• **ENTRIES PROVIDED**:
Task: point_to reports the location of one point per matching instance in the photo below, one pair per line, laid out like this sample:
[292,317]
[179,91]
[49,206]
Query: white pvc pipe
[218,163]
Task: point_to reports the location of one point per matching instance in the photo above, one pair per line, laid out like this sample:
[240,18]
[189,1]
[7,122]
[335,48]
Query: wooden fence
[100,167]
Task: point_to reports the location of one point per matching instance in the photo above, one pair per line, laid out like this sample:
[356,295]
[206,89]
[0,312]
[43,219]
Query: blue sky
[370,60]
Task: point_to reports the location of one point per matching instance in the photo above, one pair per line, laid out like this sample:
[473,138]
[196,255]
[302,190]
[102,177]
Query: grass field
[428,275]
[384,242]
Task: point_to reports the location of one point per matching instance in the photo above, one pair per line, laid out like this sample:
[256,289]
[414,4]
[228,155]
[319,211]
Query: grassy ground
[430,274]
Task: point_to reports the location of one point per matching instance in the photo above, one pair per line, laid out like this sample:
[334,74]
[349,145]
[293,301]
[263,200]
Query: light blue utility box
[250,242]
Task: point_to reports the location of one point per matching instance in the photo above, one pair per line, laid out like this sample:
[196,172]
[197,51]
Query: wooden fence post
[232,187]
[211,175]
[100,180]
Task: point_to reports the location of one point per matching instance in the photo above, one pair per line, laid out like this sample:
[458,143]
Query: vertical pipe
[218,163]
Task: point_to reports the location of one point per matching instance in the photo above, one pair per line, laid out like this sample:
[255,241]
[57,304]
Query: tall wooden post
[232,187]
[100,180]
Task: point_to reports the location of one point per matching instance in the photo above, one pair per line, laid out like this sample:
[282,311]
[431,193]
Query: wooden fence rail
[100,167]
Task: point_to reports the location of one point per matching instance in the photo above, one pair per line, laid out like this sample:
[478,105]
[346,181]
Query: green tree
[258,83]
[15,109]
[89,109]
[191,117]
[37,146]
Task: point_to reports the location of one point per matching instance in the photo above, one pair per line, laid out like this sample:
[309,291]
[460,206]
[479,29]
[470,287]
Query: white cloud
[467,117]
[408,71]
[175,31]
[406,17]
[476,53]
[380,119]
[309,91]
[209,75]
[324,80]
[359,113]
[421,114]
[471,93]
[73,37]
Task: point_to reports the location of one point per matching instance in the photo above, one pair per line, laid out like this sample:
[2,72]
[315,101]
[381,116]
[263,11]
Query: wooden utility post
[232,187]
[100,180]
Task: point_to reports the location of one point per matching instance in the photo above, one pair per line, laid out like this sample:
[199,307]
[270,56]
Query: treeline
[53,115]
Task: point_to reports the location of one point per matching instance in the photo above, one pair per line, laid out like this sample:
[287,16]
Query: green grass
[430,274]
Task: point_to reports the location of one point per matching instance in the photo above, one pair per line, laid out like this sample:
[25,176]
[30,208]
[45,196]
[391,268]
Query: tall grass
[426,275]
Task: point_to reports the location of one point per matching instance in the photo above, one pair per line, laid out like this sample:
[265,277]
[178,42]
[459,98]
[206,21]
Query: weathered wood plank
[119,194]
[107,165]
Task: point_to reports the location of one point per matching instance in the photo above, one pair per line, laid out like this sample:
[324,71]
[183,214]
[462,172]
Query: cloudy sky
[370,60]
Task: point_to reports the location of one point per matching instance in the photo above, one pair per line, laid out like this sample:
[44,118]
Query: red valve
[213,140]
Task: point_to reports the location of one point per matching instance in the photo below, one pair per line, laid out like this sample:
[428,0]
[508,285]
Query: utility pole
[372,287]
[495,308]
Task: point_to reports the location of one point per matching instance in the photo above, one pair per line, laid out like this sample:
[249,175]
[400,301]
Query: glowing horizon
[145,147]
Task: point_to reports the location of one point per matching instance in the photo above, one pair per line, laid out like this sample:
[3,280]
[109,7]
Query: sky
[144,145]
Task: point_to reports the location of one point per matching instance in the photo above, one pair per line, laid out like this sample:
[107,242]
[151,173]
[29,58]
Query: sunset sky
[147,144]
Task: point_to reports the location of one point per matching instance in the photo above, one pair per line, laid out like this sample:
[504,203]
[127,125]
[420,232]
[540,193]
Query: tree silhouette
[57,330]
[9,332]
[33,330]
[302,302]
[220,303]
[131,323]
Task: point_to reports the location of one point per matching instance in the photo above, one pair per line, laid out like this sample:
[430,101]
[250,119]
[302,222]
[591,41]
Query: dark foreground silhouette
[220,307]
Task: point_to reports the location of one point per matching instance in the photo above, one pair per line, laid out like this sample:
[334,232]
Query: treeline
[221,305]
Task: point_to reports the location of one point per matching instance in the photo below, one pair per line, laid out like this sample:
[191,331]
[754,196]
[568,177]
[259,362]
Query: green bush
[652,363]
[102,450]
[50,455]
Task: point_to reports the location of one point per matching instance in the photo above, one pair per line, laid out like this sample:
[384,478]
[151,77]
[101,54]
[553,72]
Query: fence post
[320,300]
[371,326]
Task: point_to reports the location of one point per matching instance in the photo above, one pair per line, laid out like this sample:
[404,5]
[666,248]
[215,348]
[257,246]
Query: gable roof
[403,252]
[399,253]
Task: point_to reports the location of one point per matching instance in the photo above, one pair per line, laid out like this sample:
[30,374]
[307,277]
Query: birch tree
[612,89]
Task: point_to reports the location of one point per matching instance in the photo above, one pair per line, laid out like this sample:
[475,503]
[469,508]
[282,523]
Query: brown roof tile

• **TASK BRIEF**: All of the data needs to be printed once more, exactly.

• **EXERCISE SOLUTION**:
Task: point_to reports the location of one point per matching instance in the photo below, one pair per line, laid out like this sample:
[292,317]
[179,91]
[49,206]
Query: white pvc pipe
[218,163]
Task: point_to reports the location of one point per matching instance in the photo above, one pair per line, laid out like this sample:
[240,18]
[189,1]
[7,122]
[335,48]
Query: wooden fence
[100,167]
Task: point_to reports the location of one point per matching instance in the photo above, one pair per line, laid out like this sample:
[356,295]
[206,89]
[0,312]
[43,219]
Query: blue sky
[370,60]
Task: point_to reports the location of one point per matching instance in the photo above, one pair per line, laid out like this sample:
[473,138]
[196,255]
[302,190]
[102,177]
Query: grass field
[428,275]
[384,242]
Task: point_to reports the location of one point per matching instance in the photo above, one pair per line, laid out like this sample:
[256,289]
[414,4]
[228,155]
[319,211]
Query: grassy ground
[430,274]
Task: point_to reports the location of one point per matching instance in the photo above, one pair per line, laid out like this sample:
[334,74]
[349,145]
[293,301]
[263,200]
Query: light blue utility box
[250,242]
Task: point_to reports the location of one point per matching instance in the photo above, one pair per line, laid out like this sample:
[196,172]
[197,51]
Query: wooden fence post
[232,187]
[211,175]
[100,180]
Task: point_to reports the location of one point per matching instance in the photo above, one pair per line, laid out like this sample:
[458,143]
Query: vertical pipe
[218,163]
Task: point_to reports the location of one point per matching instance in the photo above, one pair per line, laid out like this sample:
[255,241]
[57,304]
Query: tall wooden post
[232,187]
[100,180]
Task: point_to reports the location of one point per matching instance in the photo above, one pair per line, laid out like this sample:
[282,311]
[431,193]
Query: wooden fence rail
[100,167]
Task: point_to reports the location of one point per matching instance in the photo above, one pair per line, laid out like this sample:
[478,105]
[346,181]
Query: green tree
[258,83]
[15,109]
[89,109]
[191,117]
[37,146]
Task: point_to reports the location of one point per matching instance in the photo above, one pair per line, laid out like this sample:
[309,291]
[460,206]
[479,29]
[470,287]
Query: white cloud
[467,117]
[408,71]
[175,31]
[406,17]
[476,53]
[380,119]
[309,91]
[209,75]
[324,80]
[359,113]
[421,114]
[471,93]
[73,37]
Task: point_to reports the location of one point per matching instance in the photo above, one pair per line, laid out like this sample:
[2,72]
[315,101]
[381,116]
[263,11]
Query: wooden utility post
[232,187]
[100,180]
Task: point_to reports the location of one point per matching instance in the photo above, one pair per line, laid out like this sample:
[199,307]
[270,56]
Query: treeline
[53,115]
Task: point_to reports the location of one point per matching instance in the photo above, one pair per line, laid out like this sample:
[287,16]
Query: green grass
[430,274]
Task: point_to reports the location of one point per matching instance in the photo above, one pair per line, laid out like this sample:
[25,176]
[30,208]
[45,196]
[391,268]
Query: tall grass
[426,275]
Task: point_to reports the location of one point per matching instance in the photo above, one pair per line, laid out like this sample:
[265,277]
[178,42]
[459,98]
[206,21]
Query: weathered wood plank
[119,194]
[107,165]
Task: point_to reports the location of one point per matching instance in the photo above, one pair per line, laid out like this sample:
[324,71]
[183,214]
[462,172]
Query: cloudy sky
[370,60]
Task: point_to reports the location of one point per matching instance in the photo above, one pair per line, laid out like this sample:
[44,118]
Query: red valve
[213,140]
Task: point_to reports the location of one point per matching instance in the photo below, one pair per line, laid out like this sample:
[428,0]
[508,285]
Query: utility pole
[372,287]
[495,308]
Task: point_to reports the location of one point per matching instance in the photo above, one pair per line, laid out like this sample:
[249,175]
[400,301]
Query: glowing horizon
[145,147]
Task: point_to reports the location of one point per matching instance in the photo above, one pair per line, laid out like this sample:
[3,280]
[109,7]
Query: sky
[144,145]
Task: point_to reports the location of one point per matching instance in the photo above, one pair per line, laid out like this sample:
[107,242]
[151,173]
[29,58]
Query: sunset sky
[147,144]
Task: point_to reports the location of one point per matching instance in the photo above, one pair per line, laid out like this sample:
[504,203]
[127,125]
[420,232]
[540,193]
Query: tree silhouette
[57,330]
[9,332]
[33,330]
[302,302]
[220,303]
[131,323]
Task: point_to reports the location of one point per matching instance in the photo above, one pair per line, laid out like this sample:
[430,101]
[250,119]
[302,222]
[591,41]
Query: dark foreground silhouette
[220,307]
Task: point_to reports the location of one point per matching instance in the photo above, one pair per line, laid out like this sample:
[334,232]
Query: treeline
[221,305]
Task: point_to reports the location of one point per matching instance in the photo below, one pair per line, laid out like this sample:
[191,331]
[754,196]
[568,177]
[259,362]
Query: green bush
[652,363]
[102,450]
[50,455]
Task: point_to reports the location of one point per matching instance in the photo above, one pair per line, laid out like this sample:
[384,478]
[151,77]
[101,54]
[553,72]
Query: fence post
[320,300]
[371,326]
Task: point_to reports the location of one point per matching instance in the photo above, one pair per line, laid out like this sample:
[404,5]
[666,248]
[215,348]
[257,246]
Query: gable roof
[403,252]
[399,253]
Task: point_to reports the location of one point per matching instance in the photo above, one pair per line, laid out like this sample:
[30,374]
[307,277]
Query: birch tree
[612,89]
Task: point_to reports the location of one point per matching instance in the photo above, one pair per line, laid out like this sample:
[475,503]
[469,508]
[282,523]
Query: brown roof tile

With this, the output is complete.